## [BRIEF 1]
Reproduce word for word everything in the passage on first-generation college students from "Students who are" down to "in either world.".
## [BRIEF 2]
In the passage on first-generation college students, what do some parents who have not gone to college believe about college compared with having a job?

## [TEXT SEGMENT]
Students who are the first in their family to go to college or the first to attend college in the United States face a widening cultural gulf between themselves and their families, who have difficulty understanding the college experience and may feel conflicted about their child’s accomplishments. These same students often have difficulty fitting in on campus as well, and therefore may not feel at home in either world.

It can be very helpful to simply acknowledge the gap, share your feelings about it with your son or daughter, and ask them if they notice it, too. Without an open conversation, there can be misunderstandings and incorrect assumptions on both sides. Parents and students can learn from each other by discussing the differences between the types of stress involved in having a job versus being a full-time student. Some parents who have not gone to college may believe that college is less stressful than having a job, and discredit their child’s feelings. Validating their feelings will go a long way in maintaining a healthy relationship.  

“My parents still treat me like a kid.”

Shifting gears from the freedom and independence of campus life back into a home environment can be uncomfortable. Some students wish they could stay on campus over break so that they won’t have to comply with parental rules at home or be expected to tell their parents where they’re going and what they’re doing.

## [SUPPLIED INFORMATION]
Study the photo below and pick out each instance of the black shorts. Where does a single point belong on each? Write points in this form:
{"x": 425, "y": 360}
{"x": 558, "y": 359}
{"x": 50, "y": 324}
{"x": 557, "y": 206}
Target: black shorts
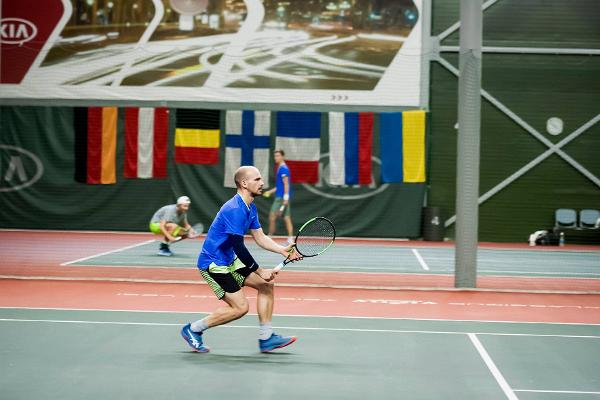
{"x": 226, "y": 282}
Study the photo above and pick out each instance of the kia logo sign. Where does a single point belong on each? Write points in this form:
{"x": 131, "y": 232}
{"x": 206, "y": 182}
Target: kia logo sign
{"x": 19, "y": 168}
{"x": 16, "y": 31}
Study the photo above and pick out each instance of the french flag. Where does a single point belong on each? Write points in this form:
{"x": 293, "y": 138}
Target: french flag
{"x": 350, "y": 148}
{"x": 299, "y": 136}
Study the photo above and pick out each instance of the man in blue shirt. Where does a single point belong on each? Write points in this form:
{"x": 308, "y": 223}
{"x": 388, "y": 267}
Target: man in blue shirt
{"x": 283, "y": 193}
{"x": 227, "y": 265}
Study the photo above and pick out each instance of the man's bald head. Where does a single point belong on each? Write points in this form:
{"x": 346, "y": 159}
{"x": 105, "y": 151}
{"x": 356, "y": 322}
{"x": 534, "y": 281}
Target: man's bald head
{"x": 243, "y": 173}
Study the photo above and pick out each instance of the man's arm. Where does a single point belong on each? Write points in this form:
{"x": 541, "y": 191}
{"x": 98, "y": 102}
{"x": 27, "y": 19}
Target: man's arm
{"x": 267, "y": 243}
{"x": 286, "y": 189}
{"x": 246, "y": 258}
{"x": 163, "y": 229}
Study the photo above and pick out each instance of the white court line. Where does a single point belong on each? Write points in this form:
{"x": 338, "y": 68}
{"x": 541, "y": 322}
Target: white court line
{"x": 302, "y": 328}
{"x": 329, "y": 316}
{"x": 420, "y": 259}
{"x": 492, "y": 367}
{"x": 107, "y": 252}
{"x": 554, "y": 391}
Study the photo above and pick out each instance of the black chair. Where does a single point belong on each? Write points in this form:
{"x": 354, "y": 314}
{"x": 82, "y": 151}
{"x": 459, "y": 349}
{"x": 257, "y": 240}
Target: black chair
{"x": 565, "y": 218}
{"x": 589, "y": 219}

--

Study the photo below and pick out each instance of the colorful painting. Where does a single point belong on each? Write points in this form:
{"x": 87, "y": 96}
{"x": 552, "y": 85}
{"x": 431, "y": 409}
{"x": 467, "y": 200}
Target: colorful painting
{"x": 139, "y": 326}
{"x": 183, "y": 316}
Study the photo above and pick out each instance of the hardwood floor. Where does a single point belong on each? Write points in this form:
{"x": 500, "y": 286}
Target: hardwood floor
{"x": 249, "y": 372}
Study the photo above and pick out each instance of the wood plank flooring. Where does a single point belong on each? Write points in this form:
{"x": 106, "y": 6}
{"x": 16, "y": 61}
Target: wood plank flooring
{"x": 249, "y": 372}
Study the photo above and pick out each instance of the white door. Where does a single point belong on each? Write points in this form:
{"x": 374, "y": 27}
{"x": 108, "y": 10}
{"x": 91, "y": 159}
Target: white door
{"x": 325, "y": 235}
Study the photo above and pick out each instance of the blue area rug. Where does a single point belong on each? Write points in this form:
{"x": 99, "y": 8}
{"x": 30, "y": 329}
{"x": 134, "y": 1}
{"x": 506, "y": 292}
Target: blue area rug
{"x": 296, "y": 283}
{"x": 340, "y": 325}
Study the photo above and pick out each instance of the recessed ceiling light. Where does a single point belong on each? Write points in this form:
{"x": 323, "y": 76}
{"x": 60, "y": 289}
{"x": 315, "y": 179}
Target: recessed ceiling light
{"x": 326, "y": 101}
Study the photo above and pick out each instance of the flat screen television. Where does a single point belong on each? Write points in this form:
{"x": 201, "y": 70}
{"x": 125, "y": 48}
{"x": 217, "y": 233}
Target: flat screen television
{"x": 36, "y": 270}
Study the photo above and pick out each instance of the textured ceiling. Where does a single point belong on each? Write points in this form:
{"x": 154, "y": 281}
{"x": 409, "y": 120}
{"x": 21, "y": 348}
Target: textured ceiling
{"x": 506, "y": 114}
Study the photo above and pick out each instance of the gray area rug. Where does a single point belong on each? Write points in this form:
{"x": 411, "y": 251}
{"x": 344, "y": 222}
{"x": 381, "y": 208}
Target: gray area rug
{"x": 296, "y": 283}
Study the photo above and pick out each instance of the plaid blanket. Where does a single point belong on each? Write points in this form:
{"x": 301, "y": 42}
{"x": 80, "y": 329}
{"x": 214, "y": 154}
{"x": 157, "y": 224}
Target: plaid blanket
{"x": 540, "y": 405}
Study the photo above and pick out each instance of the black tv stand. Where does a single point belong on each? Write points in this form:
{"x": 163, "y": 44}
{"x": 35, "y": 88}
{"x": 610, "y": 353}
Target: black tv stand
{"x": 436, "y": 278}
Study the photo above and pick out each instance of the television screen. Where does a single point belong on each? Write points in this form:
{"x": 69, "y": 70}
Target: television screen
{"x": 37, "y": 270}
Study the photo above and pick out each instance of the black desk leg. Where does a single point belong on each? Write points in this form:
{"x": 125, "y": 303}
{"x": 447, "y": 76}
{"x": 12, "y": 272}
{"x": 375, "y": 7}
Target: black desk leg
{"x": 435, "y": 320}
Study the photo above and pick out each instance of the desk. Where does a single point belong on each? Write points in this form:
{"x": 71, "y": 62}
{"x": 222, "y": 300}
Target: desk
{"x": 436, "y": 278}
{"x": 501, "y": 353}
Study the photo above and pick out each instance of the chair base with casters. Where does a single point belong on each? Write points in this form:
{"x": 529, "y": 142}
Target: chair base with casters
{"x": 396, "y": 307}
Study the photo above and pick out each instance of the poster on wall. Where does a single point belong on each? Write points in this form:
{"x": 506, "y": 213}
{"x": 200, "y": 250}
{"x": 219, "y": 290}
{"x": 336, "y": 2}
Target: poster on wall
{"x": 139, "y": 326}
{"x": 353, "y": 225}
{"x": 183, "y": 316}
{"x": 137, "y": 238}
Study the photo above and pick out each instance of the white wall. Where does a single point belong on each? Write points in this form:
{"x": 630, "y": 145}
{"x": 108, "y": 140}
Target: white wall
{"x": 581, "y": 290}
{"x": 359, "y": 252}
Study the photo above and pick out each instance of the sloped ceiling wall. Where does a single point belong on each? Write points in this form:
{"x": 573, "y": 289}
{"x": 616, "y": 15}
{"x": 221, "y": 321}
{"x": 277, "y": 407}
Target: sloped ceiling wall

==

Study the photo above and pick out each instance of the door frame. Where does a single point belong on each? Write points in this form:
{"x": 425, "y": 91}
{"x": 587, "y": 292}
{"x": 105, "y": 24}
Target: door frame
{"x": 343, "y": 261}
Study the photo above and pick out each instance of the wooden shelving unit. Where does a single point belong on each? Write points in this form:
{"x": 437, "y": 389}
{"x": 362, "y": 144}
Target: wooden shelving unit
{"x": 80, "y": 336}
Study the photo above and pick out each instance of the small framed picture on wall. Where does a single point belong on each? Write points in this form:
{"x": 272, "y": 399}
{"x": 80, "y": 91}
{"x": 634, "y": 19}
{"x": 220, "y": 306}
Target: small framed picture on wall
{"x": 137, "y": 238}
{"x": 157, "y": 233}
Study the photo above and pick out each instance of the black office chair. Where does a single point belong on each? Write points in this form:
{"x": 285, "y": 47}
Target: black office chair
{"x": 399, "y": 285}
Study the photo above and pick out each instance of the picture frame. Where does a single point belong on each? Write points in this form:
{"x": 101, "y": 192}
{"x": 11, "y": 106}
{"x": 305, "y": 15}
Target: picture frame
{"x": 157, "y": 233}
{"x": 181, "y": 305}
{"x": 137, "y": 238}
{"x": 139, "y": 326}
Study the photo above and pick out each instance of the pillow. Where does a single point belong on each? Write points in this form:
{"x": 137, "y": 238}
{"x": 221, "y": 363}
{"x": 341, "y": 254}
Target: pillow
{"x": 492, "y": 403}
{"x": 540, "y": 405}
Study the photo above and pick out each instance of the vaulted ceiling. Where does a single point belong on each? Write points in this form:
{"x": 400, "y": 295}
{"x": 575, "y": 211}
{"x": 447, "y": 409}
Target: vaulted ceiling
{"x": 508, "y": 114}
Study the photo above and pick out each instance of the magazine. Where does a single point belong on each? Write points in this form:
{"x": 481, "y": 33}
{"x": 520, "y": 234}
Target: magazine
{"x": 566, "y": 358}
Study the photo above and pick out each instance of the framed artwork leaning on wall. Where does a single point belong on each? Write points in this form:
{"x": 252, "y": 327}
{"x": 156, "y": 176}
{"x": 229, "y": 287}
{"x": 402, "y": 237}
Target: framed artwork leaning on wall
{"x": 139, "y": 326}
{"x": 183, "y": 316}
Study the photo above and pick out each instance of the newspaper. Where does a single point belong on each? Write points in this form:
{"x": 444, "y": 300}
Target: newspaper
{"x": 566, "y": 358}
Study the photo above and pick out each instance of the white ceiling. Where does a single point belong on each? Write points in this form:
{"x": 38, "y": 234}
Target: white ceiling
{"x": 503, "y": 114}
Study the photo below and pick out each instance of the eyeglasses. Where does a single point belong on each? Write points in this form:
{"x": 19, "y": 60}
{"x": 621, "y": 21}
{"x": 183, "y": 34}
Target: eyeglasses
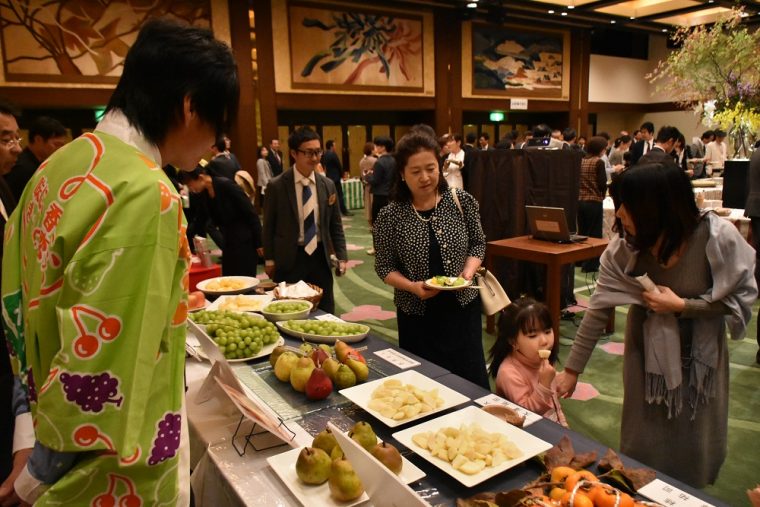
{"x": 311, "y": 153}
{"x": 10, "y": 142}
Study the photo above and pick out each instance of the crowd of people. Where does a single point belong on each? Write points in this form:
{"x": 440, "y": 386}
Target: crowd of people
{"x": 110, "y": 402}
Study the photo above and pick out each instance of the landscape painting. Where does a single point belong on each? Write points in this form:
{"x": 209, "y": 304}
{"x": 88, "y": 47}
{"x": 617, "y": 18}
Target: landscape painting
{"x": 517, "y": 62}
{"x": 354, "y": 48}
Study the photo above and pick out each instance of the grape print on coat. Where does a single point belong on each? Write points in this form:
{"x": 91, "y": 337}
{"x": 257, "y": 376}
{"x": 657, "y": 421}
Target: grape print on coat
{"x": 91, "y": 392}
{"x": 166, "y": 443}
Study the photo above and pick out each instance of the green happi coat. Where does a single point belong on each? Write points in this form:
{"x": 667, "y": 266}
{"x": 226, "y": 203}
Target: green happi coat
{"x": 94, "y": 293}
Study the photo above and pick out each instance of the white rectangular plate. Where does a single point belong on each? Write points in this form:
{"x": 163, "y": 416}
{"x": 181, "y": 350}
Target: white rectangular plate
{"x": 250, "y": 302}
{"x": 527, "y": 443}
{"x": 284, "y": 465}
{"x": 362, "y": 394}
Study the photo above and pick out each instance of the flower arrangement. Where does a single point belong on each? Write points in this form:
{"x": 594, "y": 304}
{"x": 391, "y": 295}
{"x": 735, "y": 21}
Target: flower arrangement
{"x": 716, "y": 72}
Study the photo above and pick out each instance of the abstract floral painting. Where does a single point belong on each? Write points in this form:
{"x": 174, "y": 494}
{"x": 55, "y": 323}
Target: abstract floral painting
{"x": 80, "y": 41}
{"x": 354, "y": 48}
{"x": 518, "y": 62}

## [EXPECTED ANSWER 1]
Students who are the first in their family to go to college or the first to attend college in the United States face a widening cultural gulf between themselves and their families, who have difficulty understanding the college experience and may feel conflicted about their child’s accomplishments. These same students often have difficulty fitting in on campus as well, and therefore may not feel at home in either world.

## [EXPECTED ANSWER 2]
They may believe that college is less stressful than having a job.